● **WORK TO COMPLETE**
- a) Answer these questions about the blog post on horse stifles, one per line, marked (i), (ii), (iii):
(i) Which human joint is the stifle compared to?
(ii) Which injury do humans usually have that the post calls rare in horses?
(iii) In the first comment, what did the orthopod call the torn meniscus?
- b) Extend the blog post on horse stifles from where it stops.

● **TEXT SEGMENT**
Thursday, May 13, 2010

Stifled! Does your horse have a bum knee?

 Stifles. They're the horse equivalent of the human knee and about as complex. I wrote about stifles last year, so I guess this is part II. Since then I found this great intro to stifles: Diagnosis and management of acute stifle injury in adult horses in In Practice September 2008. It's thorough and easy to understand. The picture on the left was borrowed from the article.

Here are a few stifle facts from other resources...
  • The menisci are disks that lie between joints in the stifle. Meniscal tears of the stifle heal very slowly because they have even less blood supply than other tendons/ligaments.
  • Some horses with stifle pain tend to stand with the stifle rotated out 
  • Mild lameness is usually accentuated by ridden exercise, especially when the rider sits on the diagonal of the lame limb.
  • Most humans tear or rupture the cruciate ligaments. This particular injury is rare in horses, which are much more likely to tear or injure the meniscal structures in the joint.  
 The equine stifle, like the human knee, is pretty critical to athletic pursuits of any kind. Although new therapies are showing promise, stifle injuries can be tough to treat. Generally, a significant stifle injury is bad news.

    Diagnosis and management of acute stifle injury in adult horses in In Practice Sept 2008.

    Inside the equine stifle from DVM News  

    Lameness may hinge on the stifle from Thoroughbred Times

    Stifle in Adams lameness in horses.

    Arthroscopy for meniscal tears from The Horse

    Meniscal tears in horses from Michigan State University Veterinary Medical School.
    Stifle disease from Burlington Equine
    Meniscal injury and stifle lameness from

    Diagnosis and treatment of stifle injuries from The Horse

    Diagnosing stifle disease from The Horse

    Lameness Associated with the Stifle and Pelvic  Regions  Proceedings of the Annual Convention of the AAEP 2002.

    Treating stifle injuries from  The Horse


    1. This happened to me just this winter. I tore my miniscus from playing Wii. My orthopod called it Wii Knee. They gave me a brace and it was better in a manner of days. I suspect it takes a horse a lot longer to heal. They probably don't get it from playing Wii.

    2. Excellent references..Good blog! Enjoyed my visit.

● **DATA FOR REVIEW**
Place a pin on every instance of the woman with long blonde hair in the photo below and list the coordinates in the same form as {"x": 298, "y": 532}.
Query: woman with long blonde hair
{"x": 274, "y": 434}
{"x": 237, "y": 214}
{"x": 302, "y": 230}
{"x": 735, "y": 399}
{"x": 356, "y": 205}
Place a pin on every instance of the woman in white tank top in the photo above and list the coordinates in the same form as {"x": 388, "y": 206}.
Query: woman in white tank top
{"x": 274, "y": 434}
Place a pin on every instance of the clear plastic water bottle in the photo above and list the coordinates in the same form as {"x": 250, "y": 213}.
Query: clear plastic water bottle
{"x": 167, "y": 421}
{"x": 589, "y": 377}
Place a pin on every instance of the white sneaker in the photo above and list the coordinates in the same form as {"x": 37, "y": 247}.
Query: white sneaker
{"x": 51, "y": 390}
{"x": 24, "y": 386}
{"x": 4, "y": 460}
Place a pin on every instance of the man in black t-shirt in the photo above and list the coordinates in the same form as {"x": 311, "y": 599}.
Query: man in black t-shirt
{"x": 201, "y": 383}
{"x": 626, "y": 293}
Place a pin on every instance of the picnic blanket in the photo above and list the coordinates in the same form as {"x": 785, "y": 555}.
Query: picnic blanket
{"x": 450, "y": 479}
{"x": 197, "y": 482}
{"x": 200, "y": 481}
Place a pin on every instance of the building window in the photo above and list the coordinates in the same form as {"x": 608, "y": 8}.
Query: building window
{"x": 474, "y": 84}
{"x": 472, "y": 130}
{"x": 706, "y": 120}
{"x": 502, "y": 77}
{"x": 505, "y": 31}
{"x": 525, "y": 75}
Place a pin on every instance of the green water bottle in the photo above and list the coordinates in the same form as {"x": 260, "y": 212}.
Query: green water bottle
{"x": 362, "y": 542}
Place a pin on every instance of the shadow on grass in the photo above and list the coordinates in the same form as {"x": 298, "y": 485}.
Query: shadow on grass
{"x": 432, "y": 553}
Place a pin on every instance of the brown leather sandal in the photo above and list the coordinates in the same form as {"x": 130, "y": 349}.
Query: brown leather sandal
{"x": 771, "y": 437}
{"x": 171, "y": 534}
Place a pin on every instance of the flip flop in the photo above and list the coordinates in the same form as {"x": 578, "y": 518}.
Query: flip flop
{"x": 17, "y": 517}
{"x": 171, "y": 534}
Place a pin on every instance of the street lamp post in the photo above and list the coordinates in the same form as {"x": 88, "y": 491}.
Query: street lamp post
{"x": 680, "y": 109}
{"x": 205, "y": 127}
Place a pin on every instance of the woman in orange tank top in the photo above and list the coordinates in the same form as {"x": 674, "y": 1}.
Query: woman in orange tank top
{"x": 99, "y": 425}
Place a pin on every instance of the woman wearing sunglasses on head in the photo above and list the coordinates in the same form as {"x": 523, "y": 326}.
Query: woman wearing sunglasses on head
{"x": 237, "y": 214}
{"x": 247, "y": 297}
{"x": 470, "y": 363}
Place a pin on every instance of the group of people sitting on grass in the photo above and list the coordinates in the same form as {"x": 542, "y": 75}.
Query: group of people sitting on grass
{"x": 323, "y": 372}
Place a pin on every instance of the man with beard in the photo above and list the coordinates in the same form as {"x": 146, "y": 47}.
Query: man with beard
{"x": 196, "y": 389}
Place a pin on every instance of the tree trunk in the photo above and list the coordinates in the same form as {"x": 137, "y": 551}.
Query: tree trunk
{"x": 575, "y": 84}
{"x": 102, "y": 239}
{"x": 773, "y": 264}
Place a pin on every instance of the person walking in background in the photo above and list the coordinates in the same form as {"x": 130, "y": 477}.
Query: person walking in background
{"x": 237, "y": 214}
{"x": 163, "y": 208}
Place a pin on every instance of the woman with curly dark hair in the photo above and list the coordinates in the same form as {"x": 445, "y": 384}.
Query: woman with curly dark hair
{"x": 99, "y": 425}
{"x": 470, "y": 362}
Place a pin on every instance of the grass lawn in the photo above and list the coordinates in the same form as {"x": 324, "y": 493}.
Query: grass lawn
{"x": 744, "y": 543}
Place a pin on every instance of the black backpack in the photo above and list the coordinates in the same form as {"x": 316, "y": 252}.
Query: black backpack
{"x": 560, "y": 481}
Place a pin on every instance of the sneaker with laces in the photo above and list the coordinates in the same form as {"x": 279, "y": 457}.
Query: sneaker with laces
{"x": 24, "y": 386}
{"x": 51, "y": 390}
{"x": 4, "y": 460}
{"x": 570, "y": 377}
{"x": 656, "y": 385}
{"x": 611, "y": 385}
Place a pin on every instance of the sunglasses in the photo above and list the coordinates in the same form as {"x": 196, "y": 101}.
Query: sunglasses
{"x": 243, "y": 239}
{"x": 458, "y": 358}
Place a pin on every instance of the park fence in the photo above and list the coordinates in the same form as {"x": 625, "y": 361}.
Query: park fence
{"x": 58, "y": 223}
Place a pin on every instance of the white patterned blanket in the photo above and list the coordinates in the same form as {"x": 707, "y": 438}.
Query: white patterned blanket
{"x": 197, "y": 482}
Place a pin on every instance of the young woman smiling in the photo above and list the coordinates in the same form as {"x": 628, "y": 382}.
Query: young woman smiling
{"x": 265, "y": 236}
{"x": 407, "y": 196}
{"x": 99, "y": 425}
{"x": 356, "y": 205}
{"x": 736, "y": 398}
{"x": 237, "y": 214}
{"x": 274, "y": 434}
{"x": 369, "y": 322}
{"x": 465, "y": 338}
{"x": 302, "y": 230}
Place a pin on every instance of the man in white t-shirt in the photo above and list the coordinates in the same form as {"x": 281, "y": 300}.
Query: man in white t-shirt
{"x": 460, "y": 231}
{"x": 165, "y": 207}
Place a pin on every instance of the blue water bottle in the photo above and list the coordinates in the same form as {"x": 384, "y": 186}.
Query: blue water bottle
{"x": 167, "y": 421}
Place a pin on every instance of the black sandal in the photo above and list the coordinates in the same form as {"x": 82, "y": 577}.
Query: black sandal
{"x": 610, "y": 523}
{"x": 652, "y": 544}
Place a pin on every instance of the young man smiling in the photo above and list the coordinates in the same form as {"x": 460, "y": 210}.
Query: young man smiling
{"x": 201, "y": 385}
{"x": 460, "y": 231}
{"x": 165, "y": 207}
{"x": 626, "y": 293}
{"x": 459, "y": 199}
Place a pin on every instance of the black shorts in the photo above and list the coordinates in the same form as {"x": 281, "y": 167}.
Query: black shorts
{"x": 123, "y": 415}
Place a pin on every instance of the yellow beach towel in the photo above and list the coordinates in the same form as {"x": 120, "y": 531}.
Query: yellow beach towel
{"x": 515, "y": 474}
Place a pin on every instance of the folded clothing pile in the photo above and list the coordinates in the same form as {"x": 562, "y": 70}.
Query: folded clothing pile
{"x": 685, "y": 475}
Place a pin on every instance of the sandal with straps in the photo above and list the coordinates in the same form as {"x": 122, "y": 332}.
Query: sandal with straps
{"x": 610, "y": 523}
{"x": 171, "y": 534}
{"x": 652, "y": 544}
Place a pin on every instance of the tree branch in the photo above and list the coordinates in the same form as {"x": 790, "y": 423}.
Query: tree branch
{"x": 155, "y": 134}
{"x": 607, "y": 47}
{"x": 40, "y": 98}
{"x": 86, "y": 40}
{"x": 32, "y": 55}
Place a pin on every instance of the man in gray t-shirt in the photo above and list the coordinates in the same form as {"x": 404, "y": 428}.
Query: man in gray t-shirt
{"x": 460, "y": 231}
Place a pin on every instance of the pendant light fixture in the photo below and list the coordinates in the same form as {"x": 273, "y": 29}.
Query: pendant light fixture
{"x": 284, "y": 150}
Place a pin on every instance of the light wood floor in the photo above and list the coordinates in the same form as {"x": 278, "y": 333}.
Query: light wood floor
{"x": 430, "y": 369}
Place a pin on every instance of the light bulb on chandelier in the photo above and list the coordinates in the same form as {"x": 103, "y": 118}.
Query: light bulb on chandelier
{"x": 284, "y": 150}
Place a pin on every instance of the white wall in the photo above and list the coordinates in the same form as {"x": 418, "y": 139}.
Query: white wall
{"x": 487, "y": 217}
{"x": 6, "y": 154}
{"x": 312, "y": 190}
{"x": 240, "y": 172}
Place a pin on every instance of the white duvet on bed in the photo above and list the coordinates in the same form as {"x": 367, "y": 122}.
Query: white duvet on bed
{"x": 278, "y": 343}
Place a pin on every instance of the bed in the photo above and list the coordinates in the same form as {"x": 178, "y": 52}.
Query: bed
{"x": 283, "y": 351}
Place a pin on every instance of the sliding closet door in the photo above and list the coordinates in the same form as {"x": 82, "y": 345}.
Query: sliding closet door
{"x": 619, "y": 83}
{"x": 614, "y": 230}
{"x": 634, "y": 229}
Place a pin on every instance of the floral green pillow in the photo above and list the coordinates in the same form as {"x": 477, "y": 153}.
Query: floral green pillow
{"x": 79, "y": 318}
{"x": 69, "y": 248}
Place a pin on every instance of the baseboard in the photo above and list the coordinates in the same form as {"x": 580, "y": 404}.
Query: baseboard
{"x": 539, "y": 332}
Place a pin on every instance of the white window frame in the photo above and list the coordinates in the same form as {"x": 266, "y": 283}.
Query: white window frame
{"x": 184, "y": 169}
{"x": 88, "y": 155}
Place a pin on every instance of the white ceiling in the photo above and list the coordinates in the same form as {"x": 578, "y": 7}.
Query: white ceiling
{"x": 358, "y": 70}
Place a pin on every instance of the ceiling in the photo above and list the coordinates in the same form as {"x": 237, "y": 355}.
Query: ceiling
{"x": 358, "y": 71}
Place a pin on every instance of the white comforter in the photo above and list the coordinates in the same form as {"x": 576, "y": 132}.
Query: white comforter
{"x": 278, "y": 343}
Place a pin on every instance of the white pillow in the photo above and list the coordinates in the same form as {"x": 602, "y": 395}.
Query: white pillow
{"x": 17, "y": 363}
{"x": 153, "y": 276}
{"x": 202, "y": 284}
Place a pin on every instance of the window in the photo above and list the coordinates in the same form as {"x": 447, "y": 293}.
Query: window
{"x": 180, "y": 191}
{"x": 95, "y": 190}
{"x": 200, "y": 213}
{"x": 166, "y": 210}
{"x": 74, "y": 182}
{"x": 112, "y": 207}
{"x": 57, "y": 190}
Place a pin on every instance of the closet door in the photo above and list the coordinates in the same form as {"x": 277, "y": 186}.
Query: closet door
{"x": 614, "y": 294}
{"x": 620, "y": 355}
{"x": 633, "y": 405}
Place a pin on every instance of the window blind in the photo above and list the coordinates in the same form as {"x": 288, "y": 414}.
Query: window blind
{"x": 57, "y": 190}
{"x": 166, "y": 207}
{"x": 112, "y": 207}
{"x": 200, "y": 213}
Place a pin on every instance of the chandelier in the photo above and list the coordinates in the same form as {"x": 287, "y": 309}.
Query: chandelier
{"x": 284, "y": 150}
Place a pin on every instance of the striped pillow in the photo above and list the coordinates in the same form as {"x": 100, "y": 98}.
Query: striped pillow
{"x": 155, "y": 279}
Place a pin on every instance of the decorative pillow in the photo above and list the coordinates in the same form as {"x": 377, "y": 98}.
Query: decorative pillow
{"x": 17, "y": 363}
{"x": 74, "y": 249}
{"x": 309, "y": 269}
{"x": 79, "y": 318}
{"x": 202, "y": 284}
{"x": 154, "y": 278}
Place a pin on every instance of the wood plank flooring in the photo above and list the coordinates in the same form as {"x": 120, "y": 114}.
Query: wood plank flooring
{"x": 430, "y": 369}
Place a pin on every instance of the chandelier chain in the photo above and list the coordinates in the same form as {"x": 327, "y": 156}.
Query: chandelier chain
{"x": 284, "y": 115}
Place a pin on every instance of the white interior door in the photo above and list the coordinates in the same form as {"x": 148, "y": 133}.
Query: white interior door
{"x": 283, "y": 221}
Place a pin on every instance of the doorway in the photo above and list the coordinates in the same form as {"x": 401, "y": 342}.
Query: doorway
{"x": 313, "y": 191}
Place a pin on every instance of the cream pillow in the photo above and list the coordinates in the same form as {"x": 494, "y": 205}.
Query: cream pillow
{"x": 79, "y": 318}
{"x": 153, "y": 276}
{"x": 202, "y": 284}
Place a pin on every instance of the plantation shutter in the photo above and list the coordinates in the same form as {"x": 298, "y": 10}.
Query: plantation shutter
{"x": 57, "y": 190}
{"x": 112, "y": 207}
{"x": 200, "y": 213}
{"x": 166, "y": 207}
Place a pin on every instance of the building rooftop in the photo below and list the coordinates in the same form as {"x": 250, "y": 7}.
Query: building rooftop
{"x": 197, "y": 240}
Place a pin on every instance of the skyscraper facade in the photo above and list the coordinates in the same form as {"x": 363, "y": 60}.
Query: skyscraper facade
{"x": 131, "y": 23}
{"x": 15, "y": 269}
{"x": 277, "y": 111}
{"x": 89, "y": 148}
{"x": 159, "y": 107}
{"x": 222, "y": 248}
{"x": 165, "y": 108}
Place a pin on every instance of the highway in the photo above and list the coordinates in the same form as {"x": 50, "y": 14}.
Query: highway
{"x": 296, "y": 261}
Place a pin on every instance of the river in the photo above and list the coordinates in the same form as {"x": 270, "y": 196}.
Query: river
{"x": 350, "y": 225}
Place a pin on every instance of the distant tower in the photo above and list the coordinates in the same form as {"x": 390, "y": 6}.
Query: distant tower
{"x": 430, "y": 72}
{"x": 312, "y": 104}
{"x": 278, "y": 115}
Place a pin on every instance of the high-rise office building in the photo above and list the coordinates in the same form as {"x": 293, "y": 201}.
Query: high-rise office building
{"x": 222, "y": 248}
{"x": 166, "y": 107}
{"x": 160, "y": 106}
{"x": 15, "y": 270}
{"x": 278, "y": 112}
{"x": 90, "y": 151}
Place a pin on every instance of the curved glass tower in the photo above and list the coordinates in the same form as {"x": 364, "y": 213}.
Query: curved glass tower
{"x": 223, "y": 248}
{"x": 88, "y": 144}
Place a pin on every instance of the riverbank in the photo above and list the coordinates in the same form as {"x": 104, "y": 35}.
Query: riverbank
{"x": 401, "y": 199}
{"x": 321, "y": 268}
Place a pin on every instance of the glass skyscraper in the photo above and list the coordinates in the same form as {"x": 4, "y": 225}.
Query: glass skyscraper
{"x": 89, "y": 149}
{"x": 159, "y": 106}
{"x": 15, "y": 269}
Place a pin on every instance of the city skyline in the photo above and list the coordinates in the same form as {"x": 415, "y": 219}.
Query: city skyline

● **RESULTS FOR EACH TASK**
- a)
(i) The knee.
(ii) Tearing or rupturing the cruciate ligaments.
(iii) Wii Knee.

- b)
    3. Interesting information! I know what a cruciate ligament is because I ruptured mine when I was 25 while dancing. Sounded like a gunshot, seriously! And my leg seemed fine afterwards, except for a little swelling, so I didn't go to the doctor immediately which turned out to be a mistake because if you let a ligament shrink it's much harder to repair. Just because you can walk on it doesn't mean it's good. So if you ever mess up your knee, don't wait around to decide if it's going to be fine, get it looked at.

      I've had a draft mare with stifles that made popping noises but she was never lame so the vet said not to worry about it. Her daughter had the same deal. Never had a horse lame because of stifle problems. More than my fair share of splints and bowed tendons (off the track TBs come with those a lot) but not stifles.

    4. Oh stifles! My gelding has bilateral cysts at the base of the femur. I am astounded at how even minor unevenness and pain can dramatically effect his whole body. All the way up to his teeth! His rehabilitation has been a very slow process, but I am in no rush! But practically every month, we are discovering the various ways this issue has effected him.

    5. My first horse got kicked in the stifle.
      The first vet told me he broke something and he'd never be ridable. First time I'd ever wanted to punch someone in the face. She didn't x-ray or anything.
      Second vet said he'd be fine, but it'd be a slow process. And she was right.
      It took him about 6 months of stall rest before we could let him out on small walks and build him up. He recovered from it and we were back jumping 2'6"+ fences again.
      I have to say it's not a great site for injury, because you can't do anything but rest for them. No wraps or anything. I see they have these new slings for them, but too late for my gelding now.